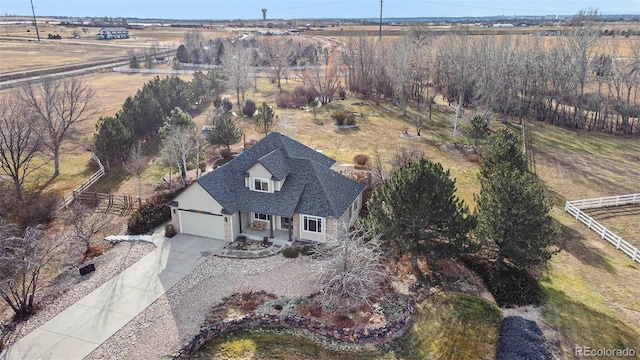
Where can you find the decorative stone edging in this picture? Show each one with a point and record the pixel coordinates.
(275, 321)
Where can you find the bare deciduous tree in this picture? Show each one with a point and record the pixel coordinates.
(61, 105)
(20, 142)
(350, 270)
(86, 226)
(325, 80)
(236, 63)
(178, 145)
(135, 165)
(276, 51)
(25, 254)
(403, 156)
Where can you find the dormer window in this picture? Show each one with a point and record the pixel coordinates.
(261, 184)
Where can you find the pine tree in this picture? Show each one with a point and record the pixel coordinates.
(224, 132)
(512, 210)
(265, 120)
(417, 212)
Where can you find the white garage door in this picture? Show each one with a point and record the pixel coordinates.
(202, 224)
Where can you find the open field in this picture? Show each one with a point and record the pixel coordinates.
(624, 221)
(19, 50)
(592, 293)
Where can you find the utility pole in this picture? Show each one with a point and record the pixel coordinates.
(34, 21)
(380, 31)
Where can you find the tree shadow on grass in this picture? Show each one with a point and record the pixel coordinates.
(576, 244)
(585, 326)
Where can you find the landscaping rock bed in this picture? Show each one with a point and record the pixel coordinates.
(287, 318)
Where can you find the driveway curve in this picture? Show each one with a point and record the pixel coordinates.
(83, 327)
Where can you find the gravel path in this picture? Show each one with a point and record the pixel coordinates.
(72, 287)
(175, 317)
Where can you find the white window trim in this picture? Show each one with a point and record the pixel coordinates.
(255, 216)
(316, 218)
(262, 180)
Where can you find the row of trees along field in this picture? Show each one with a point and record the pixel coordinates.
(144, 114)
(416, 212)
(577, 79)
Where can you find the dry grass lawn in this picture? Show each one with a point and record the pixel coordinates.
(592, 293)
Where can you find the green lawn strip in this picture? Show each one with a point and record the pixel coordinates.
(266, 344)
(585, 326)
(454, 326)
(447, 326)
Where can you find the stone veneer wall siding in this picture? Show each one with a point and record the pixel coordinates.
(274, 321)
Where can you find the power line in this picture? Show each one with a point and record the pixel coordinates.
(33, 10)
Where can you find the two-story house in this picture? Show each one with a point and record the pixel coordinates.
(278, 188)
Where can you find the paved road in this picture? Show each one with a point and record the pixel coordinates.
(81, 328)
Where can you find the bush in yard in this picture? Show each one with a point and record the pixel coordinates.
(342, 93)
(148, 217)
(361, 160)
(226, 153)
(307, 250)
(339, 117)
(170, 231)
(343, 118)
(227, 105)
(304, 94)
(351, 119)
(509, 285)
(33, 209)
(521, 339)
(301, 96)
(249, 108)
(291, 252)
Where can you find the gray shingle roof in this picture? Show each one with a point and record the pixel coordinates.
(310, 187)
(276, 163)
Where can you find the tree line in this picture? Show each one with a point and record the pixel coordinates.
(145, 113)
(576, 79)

★ ★ ★ ★ ★ ★ ★

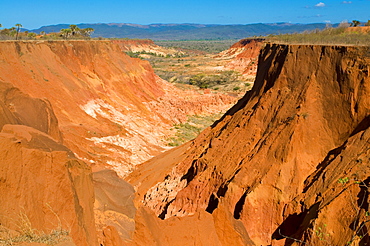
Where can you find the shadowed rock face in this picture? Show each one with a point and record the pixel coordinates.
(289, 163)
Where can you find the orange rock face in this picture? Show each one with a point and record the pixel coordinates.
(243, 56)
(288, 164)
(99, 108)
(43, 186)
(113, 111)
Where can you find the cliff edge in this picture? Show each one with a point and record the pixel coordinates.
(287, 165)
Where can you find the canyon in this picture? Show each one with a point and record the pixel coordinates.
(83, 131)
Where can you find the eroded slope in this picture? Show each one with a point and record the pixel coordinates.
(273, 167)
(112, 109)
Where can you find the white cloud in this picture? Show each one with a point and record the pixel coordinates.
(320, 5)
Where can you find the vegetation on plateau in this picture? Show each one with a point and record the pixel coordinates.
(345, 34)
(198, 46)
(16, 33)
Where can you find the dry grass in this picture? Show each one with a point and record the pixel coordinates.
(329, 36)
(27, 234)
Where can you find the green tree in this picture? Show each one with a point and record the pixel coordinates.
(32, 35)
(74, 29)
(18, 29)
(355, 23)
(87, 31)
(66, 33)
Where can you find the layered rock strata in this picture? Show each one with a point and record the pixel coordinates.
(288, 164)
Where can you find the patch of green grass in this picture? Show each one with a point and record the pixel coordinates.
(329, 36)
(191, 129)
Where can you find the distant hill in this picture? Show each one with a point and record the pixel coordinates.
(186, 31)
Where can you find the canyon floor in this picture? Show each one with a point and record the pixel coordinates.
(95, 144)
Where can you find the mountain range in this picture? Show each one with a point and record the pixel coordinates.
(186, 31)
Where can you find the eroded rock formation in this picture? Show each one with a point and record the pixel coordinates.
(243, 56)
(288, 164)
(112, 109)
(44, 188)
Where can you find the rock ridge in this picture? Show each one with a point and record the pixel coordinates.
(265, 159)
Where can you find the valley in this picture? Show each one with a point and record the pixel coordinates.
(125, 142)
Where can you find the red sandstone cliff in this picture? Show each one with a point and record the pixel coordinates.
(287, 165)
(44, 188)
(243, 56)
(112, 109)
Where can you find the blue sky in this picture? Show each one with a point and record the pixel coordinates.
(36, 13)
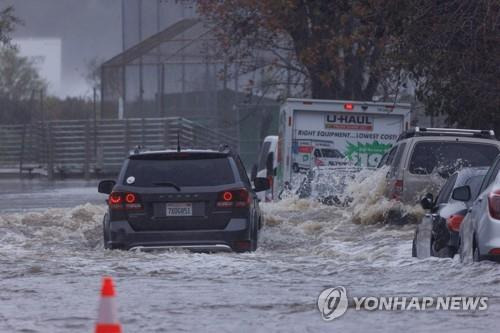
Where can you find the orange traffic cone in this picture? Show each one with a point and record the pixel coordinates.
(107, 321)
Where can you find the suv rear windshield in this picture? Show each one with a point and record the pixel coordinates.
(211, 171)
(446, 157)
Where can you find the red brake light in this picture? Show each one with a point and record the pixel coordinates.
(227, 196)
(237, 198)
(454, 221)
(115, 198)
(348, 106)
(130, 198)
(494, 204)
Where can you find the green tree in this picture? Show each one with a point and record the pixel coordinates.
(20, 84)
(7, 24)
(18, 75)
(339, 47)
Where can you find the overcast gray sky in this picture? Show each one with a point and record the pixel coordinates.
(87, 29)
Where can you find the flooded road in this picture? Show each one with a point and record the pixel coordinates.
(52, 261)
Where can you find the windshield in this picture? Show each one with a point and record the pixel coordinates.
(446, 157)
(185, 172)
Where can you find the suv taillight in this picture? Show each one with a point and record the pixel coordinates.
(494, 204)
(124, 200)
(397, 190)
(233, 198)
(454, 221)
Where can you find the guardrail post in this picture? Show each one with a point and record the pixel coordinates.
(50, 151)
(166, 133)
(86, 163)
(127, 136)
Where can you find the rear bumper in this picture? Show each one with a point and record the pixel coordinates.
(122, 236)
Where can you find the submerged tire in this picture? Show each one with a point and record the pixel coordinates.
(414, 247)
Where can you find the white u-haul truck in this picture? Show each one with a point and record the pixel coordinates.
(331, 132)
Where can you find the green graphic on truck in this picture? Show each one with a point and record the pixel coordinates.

★ ★ ★ ★ ★ ★ ★

Description of the task:
Pick out each line above that contains the word "face".

Exercise solution:
Where can you find the shadowed rock face in this picture? Show each one with a point and record the pixel coordinates.
Where can you find the orange rock face in this picture? Show each one with a point and record the pixel coordinates.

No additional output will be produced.